[Position annotation records]
══════
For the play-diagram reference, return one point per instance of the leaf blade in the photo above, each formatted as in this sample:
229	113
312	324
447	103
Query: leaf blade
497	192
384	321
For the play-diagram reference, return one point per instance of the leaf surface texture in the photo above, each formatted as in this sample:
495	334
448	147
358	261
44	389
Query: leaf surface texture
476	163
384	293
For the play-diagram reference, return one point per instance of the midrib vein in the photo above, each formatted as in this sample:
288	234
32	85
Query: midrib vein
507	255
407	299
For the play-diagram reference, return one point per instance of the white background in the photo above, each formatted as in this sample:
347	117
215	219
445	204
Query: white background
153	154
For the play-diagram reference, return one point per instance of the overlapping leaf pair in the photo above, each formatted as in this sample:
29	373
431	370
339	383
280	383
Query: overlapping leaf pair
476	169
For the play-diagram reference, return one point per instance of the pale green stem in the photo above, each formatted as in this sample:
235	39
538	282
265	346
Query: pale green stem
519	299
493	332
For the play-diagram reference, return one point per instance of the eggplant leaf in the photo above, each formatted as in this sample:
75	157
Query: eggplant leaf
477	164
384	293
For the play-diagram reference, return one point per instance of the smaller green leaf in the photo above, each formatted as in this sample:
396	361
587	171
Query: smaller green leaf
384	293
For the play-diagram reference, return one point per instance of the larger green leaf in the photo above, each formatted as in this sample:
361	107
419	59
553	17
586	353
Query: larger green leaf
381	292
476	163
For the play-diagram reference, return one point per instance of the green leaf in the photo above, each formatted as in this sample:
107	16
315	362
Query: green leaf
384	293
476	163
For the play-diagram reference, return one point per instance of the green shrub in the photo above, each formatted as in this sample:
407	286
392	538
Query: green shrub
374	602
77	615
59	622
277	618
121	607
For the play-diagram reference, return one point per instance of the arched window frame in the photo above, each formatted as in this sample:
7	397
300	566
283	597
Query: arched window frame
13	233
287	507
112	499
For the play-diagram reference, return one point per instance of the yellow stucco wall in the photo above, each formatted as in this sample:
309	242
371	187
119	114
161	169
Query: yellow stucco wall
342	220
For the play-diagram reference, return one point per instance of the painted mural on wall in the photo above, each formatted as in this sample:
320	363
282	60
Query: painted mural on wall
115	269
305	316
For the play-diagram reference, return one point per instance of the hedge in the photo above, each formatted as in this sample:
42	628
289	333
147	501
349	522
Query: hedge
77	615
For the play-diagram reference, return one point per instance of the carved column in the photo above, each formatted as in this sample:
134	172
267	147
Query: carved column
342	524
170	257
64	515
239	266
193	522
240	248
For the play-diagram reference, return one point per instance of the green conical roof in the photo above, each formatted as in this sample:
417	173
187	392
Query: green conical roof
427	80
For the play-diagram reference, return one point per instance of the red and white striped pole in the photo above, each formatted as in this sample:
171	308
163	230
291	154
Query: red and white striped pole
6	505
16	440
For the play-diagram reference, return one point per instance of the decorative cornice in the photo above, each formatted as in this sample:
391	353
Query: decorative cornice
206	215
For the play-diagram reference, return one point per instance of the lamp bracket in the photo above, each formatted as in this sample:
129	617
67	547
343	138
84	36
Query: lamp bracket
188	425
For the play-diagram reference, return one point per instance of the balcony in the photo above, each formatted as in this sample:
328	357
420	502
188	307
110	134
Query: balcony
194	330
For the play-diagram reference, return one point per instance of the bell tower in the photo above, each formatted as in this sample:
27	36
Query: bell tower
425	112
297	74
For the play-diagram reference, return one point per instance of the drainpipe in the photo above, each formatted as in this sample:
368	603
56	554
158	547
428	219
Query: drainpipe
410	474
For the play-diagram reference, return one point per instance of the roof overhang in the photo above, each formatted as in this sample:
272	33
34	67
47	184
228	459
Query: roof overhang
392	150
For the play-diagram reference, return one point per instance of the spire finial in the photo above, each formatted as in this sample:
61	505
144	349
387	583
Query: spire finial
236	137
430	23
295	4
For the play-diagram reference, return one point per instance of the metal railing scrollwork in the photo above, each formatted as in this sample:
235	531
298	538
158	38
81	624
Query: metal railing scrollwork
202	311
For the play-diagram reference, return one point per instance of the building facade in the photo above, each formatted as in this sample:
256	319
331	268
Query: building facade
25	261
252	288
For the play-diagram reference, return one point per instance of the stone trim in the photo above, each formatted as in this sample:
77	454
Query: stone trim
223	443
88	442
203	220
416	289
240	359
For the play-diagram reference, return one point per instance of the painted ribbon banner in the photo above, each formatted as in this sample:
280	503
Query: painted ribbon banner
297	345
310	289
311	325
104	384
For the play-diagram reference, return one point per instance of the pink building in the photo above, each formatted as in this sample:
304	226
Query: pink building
══════
WHAT YOU NEED TO DO | Extract the complete listing above, reproducing each line exactly.

RESPONSE TO THIS EXERCISE |
For the play-diagram reference, return one point per instance of the leaf blade in the photo above, each formatted as in this sample:
229	113
312	324
447	103
Query: leaf blade
497	192
384	321
For the play-diagram reference, return one point per instance of the leaf surface texture in the photo above, each formatted as in this sample:
495	334
448	147
358	261
44	389
Query: leaf surface texture
476	163
384	293
For the play-diagram reference, return one point per instance of the midrib vein in the photo above, each formatted as in this sample:
288	234
32	85
Query: midrib vein
507	255
407	299
For the play-diagram reference, return one point per instance of the white background in the photo above, each formatted as in this sample:
347	117
215	219
445	204
Query: white background
153	154
For the play-diagram reference, return one point per instance of the overlapping leaf pair in the photo above, each formatted as in this sample:
29	373
431	370
339	383
280	383
Query: overlapping leaf pair
476	169
For the play-diagram reference, return one point per instance of the pale green stem in the photo above, each formatted as in this sample:
235	39
538	282
265	346
Query: pale green stem
519	299
493	332
For the play-diagram reference, return one point per instance of the eggplant leaf in the photo above, each formatted as in this sample:
75	157
Query: eggplant leaf
477	164
384	293
For the play-diagram reference, return one point per instance of the smaller green leaf in the photo above, each formatted as in this sample:
396	361
587	171
Query: smaller green leaf
384	293
For the play-diagram reference, return one point per instance of the larger green leaf in the photo above, each formatted as in this sample:
361	107
419	59
553	17
586	353
Query: larger green leaf
381	292
476	163
For the play-diagram reference, return one point per instance of the green leaf in the photo above, each formatted as in this sample:
107	16
315	362
Query: green leaf
384	293
476	163
For the play-diagram reference, return one point per instance of the green shrub in the photo above, each formatted as in this sample:
407	286
392	538
Query: green shrub
374	602
77	615
59	622
277	618
121	607
For the play-diagram reference, return one point per instance of the arched window frame in the photo above, each formatted as in this sample:
7	397
300	566
283	597
Query: arched window frame
13	233
287	507
112	499
For the play-diagram reference, return one point per instance of the yellow stucco wall in the photo above, each formatted as in this sample:
309	242
371	187
119	114
161	169
Query: yellow stucco wall
342	220
For the play-diagram reference, return one point per instance of the painted mural on wall in the photo above, each formatted as in this sample:
320	363
282	60
Query: painted mural on wall
115	269
305	316
For the play-diagram reference, return one point per instance of the hedge in the photo above, each formatted as in this sample:
42	628
289	333
147	501
349	522
Query: hedge
77	615
For the play-diagram reference, return one point per instance of the carved column in the photo above, each formatted as in this sample:
134	172
267	147
Query: carved column
342	524
170	257
64	515
239	266
193	522
240	248
For the play-diagram reference, return one point per instance of the green conical roof in the photo above, each formatted as in this sample:
417	173
187	392
Query: green conical roof
427	80
For the play-diagram reference, return one point per instance of the red and white striped pole in the photo above, each formatted as in this sample:
171	308
163	230
291	154
Query: red and white striped pole
6	505
16	440
For the play-diagram reference, return one point per instance of the decorative cornice in the photo above, each formatted as in this sample:
391	353
Query: decorative cornice
206	215
For the play-diagram reference, return one point per instance of the lamp bracket in the photo above, each formatted as in this sample:
129	617
67	547
343	138
84	36
Query: lamp bracket
188	425
For the play-diagram reference, return one point per instance of the balcony in the photo above, each formatted as in this sample:
328	357
420	502
188	307
110	134
Query: balcony
194	330
For the play-diagram reference, return one point per instance of the bell tower in the photo above, each formatted as in this sample:
27	36
Query: bell tower
425	112
297	74
For the play-diagram reference, return one point per instance of the drainpipe in the photo above, each formatted as in this sample:
368	603
56	554
158	547
428	219
Query: drainpipe
410	474
For the play-diagram reference, return one point per instance of the roof overhang in the photo above, each formatted as in this sample:
272	33
34	67
47	184
228	459
Query: roof overhang
392	150
For the play-diagram reference, return one point per instance of the spire finial in the photo above, each formatted as in this sample:
61	505
144	349
387	583
Query: spire finial
236	137
430	23
295	4
For the play-diagram reference, return one point per instance of the metal railing scrollwork in the photo above, each formatted as in this sample:
235	531
298	538
158	38
81	624
Query: metal railing scrollwork
202	311
For the play-diagram reference, return one point per instance of the building facade in the photo above, each formatted as in this sample:
256	319
331	268
Query: building facade
25	261
252	288
For the play-diagram reference, return one point per instance of the stone trim in the photo above, each formatted as in this sample:
77	454
Query: stone trim
223	443
88	442
203	220
416	289
240	359
For the play-diagram reference, return one point per instance of the painted ribbon banner in the photo above, each formatted as in this sample:
280	503
Query: painted ribbon banner
297	345
310	289
311	325
104	384
For the play-diagram reference, return one point per instance of the pink building in the photo above, each formatted as in this sample:
304	226
Query: pink building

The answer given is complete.